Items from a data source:
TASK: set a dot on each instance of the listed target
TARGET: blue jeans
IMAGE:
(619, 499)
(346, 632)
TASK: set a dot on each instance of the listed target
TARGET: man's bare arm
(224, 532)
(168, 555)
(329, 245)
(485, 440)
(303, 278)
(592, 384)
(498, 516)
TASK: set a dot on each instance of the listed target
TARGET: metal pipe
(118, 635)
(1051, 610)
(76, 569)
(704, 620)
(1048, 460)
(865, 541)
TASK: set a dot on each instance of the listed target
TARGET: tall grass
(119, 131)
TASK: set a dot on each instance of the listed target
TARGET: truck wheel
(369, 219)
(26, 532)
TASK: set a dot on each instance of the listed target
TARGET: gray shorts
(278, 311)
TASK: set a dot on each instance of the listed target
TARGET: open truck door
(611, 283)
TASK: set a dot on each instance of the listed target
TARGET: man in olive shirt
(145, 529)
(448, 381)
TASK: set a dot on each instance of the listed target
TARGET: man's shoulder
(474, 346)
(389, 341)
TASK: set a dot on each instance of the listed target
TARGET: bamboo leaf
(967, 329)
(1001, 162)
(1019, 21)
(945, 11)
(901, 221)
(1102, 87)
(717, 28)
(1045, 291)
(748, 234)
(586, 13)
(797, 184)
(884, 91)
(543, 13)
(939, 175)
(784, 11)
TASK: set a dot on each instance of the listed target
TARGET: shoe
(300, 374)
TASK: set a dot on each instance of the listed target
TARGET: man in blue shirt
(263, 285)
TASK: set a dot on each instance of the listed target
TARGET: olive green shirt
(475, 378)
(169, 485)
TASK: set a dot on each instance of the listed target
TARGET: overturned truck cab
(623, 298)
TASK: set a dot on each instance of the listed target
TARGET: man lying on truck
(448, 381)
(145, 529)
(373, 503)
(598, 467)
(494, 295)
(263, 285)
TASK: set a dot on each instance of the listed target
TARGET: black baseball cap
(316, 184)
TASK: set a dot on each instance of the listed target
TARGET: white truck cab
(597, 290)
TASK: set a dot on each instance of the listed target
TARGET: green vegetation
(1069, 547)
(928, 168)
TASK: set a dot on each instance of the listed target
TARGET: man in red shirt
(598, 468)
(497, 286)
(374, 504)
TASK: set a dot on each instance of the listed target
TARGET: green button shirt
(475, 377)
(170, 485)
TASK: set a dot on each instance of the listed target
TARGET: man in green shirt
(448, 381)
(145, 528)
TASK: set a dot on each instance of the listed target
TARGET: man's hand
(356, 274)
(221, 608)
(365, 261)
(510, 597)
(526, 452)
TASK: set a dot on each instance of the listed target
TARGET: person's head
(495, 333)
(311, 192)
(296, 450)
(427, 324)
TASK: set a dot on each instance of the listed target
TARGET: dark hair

- **YOUR TASK**
Reproduce the records in full, exactly as written.

- **EXERCISE SOLUTION**
TASK: set a dot on each instance of the listed target
TARGET: blue jeans
IMAGE:
(619, 499)
(346, 632)
TASK: set a dot on each instance of the listed target
TARGET: man's bare arm
(224, 532)
(168, 555)
(329, 245)
(485, 440)
(303, 278)
(592, 384)
(498, 516)
TASK: set a dot on each instance of the listed target
TARGET: metal pipe
(118, 635)
(1051, 610)
(76, 569)
(704, 620)
(1048, 460)
(865, 541)
TASK: set a dot on each instance of the listed target
TARGET: tall grass
(119, 131)
TASK: set a dot on each instance of the listed target
TARGET: truck wheel
(369, 219)
(26, 532)
TASK: set a dot on each instance of the listed target
TARGET: gray shorts
(278, 311)
TASK: set a dot on each instance of the listed target
TARGET: open truck door
(611, 283)
TASK: set a dot on each instance of the listed target
TARGET: man in olive shirt
(145, 529)
(448, 381)
TASK: set a dot on each instance of the listed target
TARGET: man's shoulder
(474, 346)
(389, 341)
TASK: set a dot on each instance of the listed target
TARGET: bamboo leaf
(967, 329)
(1001, 162)
(1019, 21)
(945, 11)
(901, 221)
(1102, 87)
(717, 28)
(1045, 291)
(748, 234)
(586, 13)
(797, 184)
(884, 91)
(543, 13)
(939, 175)
(784, 11)
TASK: set a dot on each instance of the listed target
TARGET: shoe
(300, 374)
TASK: set a dot on each instance of the listed target
TARGET: man in blue shirt
(263, 285)
TASK: set a dot on each instance of the listed target
TARGET: olive green shirt
(475, 378)
(169, 485)
TASK: set a dot on each instance of the listed target
TARGET: overturned truck cab
(623, 298)
TASK: set a dot on each instance of the listed target
TARGET: man lying on truck
(448, 381)
(145, 529)
(373, 503)
(598, 467)
(494, 295)
(263, 285)
TASK: set a dot on each instance of the listed target
TARGET: black baseball cap
(316, 184)
TASK: set a dot on each instance of the listed target
TARGET: white truck cab
(597, 290)
TASK: set a dot on each instance of the listed target
TARGET: green vegetation
(1069, 547)
(928, 168)
TASK: set a dot on each instance of the listed target
TARGET: man in red shirt
(598, 468)
(497, 286)
(374, 504)
TASK: set a dot on each instance of the listed target
TARGET: green button shirt
(475, 377)
(170, 485)
TASK: set a dot on each instance of the listed target
TARGET: man in green shirt
(448, 381)
(145, 528)
TASK: set a dot on each instance of the listed target
TARGET: man's hand
(356, 274)
(221, 608)
(365, 261)
(510, 597)
(526, 452)
TASK: set a dot on each instance of the listed target
TARGET: person's head
(495, 333)
(311, 192)
(296, 450)
(427, 324)
TASK: set a dot on each instance of the listed target
TARGET: dark hair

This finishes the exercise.